* Instruções *
A: Qual instrumento Dudu Lima ganhou de Natal, de acordo com o texto sobre o músico?
B: Retome o texto sobre Dudu Lima e dê continuidade à narrativa a partir da última frase apresentada.

··· Texto ···

Dudu Lima toca em Juiz de Fora de quinta (21) a sábado (23), em uma crescente de companhias. Começa solo no “Concerto para Contrabaixo”, no espaço OAndarDebaixo. Na sexta, faz duo com o clarinetista Caetano Brasil e, no sábado, apresenta-se com seu trio formado pelo baterista Leandro Scio e o tecladista Ricardo Itaborahy, ambos no Experimental Container Bar.

Ouça “Som de Minas”, lançado este ano:

O som de contrabaixo despertava seus sentidos desde a infância, enquanto seu padrasto colocava Stevie Wonder para tocar em casa, imagino que em som de vitrola, a criança de Dudu já se perguntava que instrumento era aquele. Era como se o som do contrabaixo estivesse descolado, destoando de toda a música. Aos 11 anos, foi passar férias no Rio de Janeiro, casa de seu pai, quando conheceu dois primos “emprestados”, ambos filhos de Ed Wilson, cantor brasileiro que fez parte do movimento da Jovem Guarda e um dos fundadores da banda Renato e seus Blue Caps. Os dois meninos estavam cada um com seus instrumentos: guitarra e bateria. Esta cena foi a propulsora para que ele ganhasse de natal um baixo tonante comprado na Mesbla. “Era o instrumento mais simples que tinha”, ele conta. Voltando a Juiz de Fora, começou a frequentar as escolas Pró-Música e Scala.

··· Material selecionado ···

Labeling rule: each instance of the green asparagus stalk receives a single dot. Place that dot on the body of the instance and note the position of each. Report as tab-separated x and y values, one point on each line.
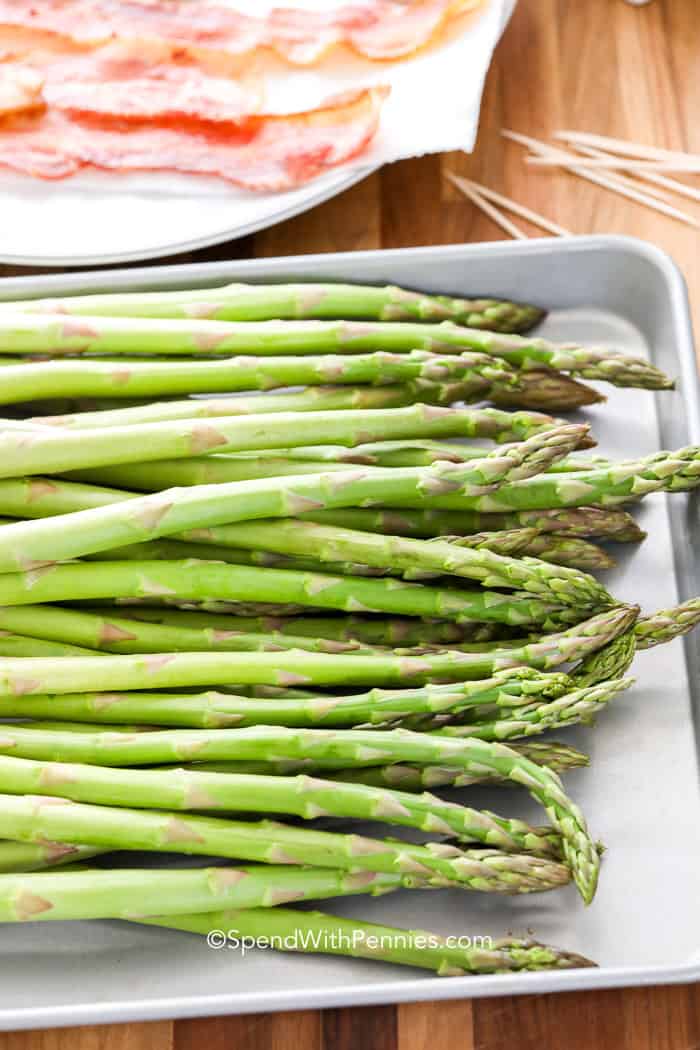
217	469
54	334
330	749
29	543
38	856
71	628
18	645
125	893
487	423
23	677
49	449
33	818
45	497
667	471
606	523
546	546
580	706
558	757
321	301
481	376
312	399
610	662
192	580
388	632
316	931
667	624
419	452
491	870
473	561
507	689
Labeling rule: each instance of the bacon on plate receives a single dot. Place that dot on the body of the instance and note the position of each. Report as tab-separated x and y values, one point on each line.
379	29
264	153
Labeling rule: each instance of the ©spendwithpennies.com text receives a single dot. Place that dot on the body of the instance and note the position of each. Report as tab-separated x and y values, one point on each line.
337	941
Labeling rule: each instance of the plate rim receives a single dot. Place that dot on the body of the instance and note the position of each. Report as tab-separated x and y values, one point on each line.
344	181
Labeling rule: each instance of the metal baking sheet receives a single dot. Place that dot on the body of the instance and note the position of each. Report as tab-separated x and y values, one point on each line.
641	793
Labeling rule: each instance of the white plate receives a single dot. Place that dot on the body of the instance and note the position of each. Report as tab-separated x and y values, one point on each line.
99	217
117	224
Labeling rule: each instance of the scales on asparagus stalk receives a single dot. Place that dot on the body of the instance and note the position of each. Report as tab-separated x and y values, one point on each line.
315	931
331	749
558	757
580	706
192	337
255	302
32	543
484	869
51	816
50	449
202	581
667	624
23	677
486	423
605	523
507	689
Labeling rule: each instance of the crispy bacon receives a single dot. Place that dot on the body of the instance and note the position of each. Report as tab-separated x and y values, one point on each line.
380	29
20	89
150	83
264	153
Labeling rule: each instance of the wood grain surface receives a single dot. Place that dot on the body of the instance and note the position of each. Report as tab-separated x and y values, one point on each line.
598	65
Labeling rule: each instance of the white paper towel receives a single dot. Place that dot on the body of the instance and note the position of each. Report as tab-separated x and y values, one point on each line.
100	216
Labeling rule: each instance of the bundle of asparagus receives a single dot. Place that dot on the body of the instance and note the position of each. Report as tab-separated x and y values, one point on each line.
144	547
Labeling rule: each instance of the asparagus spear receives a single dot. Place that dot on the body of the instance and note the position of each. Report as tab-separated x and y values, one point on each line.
48	449
580	706
546	546
73	628
218	469
606	523
475	560
23	677
125	893
419	452
29	543
493	423
480	375
313	399
38	856
667	471
507	689
612	660
51	333
667	624
256	302
192	580
316	931
330	749
491	870
38	818
558	757
18	645
348	630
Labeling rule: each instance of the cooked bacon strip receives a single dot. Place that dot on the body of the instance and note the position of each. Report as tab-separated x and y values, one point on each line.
266	153
156	82
381	29
20	89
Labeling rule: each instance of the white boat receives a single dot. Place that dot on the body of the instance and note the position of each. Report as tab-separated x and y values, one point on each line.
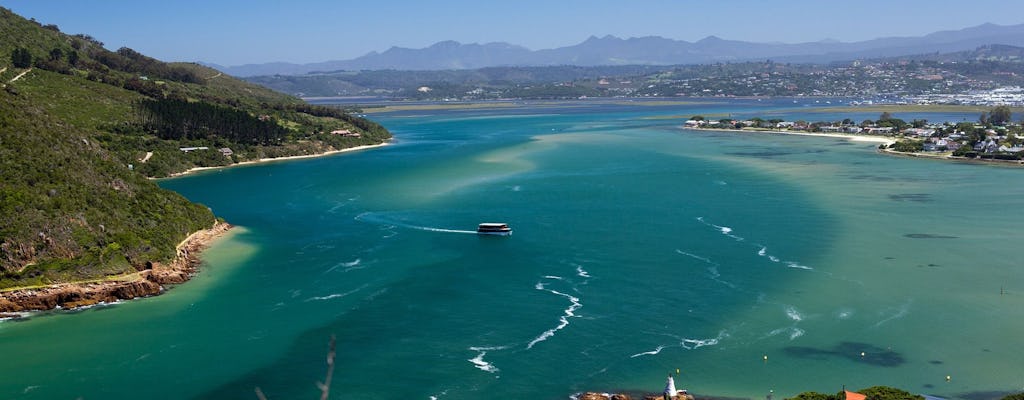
495	228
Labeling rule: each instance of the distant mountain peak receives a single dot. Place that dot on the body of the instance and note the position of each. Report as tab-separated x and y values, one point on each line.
656	50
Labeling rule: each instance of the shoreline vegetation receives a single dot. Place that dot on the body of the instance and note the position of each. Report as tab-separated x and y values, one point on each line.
994	138
885	142
147	282
276	159
15	302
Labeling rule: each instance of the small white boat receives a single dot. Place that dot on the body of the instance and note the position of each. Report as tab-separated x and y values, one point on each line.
495	228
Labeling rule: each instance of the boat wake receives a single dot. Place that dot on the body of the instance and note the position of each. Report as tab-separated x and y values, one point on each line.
377	219
350	265
478	361
649	353
724	229
686	343
713	271
336	296
563	320
762	250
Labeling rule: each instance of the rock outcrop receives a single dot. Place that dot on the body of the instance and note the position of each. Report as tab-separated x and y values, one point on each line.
143	283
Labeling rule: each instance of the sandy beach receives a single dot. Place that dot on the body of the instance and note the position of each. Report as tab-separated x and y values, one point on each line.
146	282
861	138
247	163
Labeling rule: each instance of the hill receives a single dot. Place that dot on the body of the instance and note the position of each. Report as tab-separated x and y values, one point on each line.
82	128
651	50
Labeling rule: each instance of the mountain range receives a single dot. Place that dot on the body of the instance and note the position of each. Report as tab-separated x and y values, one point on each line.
651	50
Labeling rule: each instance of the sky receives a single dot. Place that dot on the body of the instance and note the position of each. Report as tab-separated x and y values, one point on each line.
240	32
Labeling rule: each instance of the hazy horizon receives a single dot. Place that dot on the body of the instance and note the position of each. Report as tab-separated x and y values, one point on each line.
235	33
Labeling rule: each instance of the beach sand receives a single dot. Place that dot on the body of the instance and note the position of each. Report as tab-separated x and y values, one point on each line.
248	163
861	138
146	282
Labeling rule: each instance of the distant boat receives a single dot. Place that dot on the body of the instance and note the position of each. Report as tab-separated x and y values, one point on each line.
495	228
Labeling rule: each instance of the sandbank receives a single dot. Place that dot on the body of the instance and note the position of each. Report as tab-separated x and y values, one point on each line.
148	281
861	138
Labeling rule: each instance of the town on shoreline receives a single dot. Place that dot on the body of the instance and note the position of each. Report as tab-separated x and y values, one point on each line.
994	137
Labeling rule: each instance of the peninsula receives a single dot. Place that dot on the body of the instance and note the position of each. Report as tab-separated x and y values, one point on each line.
83	128
993	138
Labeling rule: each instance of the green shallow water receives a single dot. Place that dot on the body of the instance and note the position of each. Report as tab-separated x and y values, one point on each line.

···

* Respostas dos exercícios *
A: Um baixo tonante comprado na Mesbla.

B:
Ainda bem jovem, mergulhado na surpresa que é a música, teve uma revelação. Era aniversário de seu pai e foram assistir a um trio – piano de cauda, baixo e uma cantora – em um clube de jazz no Rio de Janeiro. “Meu pai, após ter tomando uns uísques, chegou e falou ‘deixa meu filho tocar’. Era um baixo Fender, eu nunca tinha visto um na minha vida, os caras tocavam pra caramba.” Sua memória foi lá atrás enquanto falava. Já sabia, na época, os acordes de algumas músicas de cor. Pronto: “Eu sei que vou te amar”, dó maior, e deslanchou de tal forma impassível de compreender o que se passou.

“A gente começou e eu não sei o que aconteceu”, fala apontando para o braço dizendo estar arrepiado contando isso agora. “Naquele dia eu toquei, os caras ficaram me dando parabéns, e eu não sabia o que eu tinha feito, foi mágico. Ficaram me perguntando com quem eu estava aprendendo, mas jazz vinha muito das minhas vivências solitárias. Aquele dia foi um toque que a vida me deu. Depois eu fui para Itajubá, tentava tocar de novo e não saía, mas naquele momento a coisa se revelou, e o que eu quero tocando é poder sentir aquilo toda vez. Eu não entendia, eu apenas ia e fico até hoje pensando nos mistérios espirituais e que um dia eu vou saber o que eu fiz, talvez em outra dimensão. É uma vida em busca daquilo.”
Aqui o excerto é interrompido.